* **Goal of the exercise**: Take the line containing "For every instance of the stucco" and all lines after it to the end of the records, and output them exactly.

* **Input**:

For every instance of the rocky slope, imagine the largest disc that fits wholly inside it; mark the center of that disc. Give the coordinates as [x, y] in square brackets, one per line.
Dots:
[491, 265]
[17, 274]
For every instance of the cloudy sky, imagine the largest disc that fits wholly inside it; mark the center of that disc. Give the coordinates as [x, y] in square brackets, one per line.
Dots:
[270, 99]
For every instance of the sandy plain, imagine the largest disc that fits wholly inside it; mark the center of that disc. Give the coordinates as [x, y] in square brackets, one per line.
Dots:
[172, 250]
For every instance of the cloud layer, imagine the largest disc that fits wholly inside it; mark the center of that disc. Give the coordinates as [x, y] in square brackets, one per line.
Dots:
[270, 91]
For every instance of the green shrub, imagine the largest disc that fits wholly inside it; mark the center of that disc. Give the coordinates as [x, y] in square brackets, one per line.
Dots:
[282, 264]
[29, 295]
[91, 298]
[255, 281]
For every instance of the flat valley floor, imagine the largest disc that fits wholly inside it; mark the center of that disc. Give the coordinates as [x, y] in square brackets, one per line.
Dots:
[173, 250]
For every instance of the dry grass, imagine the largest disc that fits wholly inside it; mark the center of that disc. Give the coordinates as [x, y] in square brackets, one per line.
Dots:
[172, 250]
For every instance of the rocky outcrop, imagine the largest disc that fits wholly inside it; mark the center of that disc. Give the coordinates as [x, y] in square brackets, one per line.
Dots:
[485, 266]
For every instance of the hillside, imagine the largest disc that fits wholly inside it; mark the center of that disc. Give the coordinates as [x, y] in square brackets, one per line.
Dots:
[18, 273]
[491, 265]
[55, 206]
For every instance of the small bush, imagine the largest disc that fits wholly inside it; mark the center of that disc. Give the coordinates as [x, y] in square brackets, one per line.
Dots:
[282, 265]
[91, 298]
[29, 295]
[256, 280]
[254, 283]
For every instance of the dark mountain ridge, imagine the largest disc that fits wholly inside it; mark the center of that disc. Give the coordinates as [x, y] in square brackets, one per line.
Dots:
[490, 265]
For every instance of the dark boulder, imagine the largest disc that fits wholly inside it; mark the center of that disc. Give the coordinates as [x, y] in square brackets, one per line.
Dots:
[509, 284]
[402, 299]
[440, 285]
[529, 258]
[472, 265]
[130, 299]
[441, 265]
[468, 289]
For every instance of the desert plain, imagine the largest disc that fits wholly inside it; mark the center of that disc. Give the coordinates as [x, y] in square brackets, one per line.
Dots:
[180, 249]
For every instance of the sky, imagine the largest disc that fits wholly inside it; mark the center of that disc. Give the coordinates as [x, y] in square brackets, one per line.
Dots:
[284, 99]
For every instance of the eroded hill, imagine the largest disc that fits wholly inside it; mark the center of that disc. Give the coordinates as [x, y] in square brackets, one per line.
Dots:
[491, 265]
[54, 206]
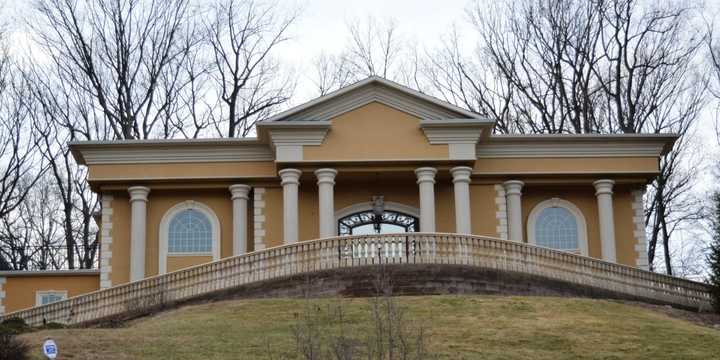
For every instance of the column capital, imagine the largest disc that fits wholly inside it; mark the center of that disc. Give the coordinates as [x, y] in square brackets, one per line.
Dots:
[290, 176]
[461, 174]
[603, 186]
[513, 187]
[239, 191]
[425, 174]
[138, 193]
[326, 176]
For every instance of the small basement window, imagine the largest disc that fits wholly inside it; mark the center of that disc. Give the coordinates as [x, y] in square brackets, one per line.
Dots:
[49, 297]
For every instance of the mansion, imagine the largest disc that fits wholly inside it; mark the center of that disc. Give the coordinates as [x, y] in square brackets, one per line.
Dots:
[373, 157]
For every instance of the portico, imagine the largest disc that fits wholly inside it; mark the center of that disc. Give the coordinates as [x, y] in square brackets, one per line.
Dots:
[371, 157]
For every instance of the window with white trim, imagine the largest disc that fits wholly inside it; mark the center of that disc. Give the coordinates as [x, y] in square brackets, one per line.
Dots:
[49, 297]
[190, 231]
[556, 228]
[558, 224]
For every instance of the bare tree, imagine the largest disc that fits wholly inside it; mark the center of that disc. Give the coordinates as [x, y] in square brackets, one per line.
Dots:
[118, 52]
[374, 48]
[18, 162]
[570, 66]
[242, 36]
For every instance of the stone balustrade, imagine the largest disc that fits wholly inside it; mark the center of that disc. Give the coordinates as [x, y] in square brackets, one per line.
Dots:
[366, 250]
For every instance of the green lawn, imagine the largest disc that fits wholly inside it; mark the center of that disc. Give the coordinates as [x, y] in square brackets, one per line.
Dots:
[457, 327]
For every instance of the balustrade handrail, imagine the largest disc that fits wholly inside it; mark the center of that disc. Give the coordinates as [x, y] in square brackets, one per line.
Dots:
[361, 250]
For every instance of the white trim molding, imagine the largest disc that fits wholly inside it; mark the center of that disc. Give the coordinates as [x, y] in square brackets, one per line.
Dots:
[3, 280]
[289, 137]
[367, 206]
[567, 205]
[259, 218]
[461, 135]
[164, 231]
[373, 89]
[501, 212]
[639, 233]
[570, 146]
[106, 241]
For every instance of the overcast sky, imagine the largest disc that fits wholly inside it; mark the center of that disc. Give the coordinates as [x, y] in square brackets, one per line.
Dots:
[323, 24]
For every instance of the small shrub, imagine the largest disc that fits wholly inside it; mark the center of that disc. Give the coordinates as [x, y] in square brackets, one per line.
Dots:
[52, 326]
[713, 256]
[13, 326]
[12, 348]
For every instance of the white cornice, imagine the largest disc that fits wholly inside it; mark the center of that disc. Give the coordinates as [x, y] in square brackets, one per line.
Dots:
[454, 131]
[303, 133]
[170, 151]
[461, 135]
[567, 146]
[373, 89]
[78, 272]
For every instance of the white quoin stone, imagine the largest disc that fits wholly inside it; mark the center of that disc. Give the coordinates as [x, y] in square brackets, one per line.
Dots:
[290, 181]
[138, 231]
[426, 185]
[513, 194]
[326, 200]
[461, 187]
[603, 192]
[239, 195]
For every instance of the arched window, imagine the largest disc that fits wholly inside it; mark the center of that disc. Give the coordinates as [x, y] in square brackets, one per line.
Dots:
[190, 231]
[189, 228]
[558, 224]
[360, 219]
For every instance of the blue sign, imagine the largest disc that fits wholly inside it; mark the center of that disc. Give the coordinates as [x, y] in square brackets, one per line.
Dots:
[50, 349]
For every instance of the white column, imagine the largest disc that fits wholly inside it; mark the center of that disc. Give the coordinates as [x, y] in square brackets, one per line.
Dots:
[239, 195]
[290, 182]
[603, 192]
[513, 194]
[426, 184]
[326, 199]
[138, 215]
[461, 183]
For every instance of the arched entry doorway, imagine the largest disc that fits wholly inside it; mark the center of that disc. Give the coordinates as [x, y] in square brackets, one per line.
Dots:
[377, 217]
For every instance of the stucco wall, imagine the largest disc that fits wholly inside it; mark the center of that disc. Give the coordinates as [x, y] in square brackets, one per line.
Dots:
[373, 132]
[349, 192]
[583, 196]
[20, 291]
[482, 209]
[159, 202]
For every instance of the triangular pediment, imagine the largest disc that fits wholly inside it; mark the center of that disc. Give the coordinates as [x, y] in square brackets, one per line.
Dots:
[374, 89]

* **Expected answer**:
For every instance of the stucco wall, imagine the largest disc that fits wholly inside it; mark the center of that disc. Give the coordinates as [x, y] in square brackets, one per line.
Dots:
[373, 132]
[349, 192]
[583, 196]
[20, 291]
[482, 209]
[159, 202]
For every instance of the triangular pediment, imagine the largest disc that fits wholly inside it; mark the center of that disc. Give the coordinates as [x, y] in square brackets, one per line.
Dots:
[374, 89]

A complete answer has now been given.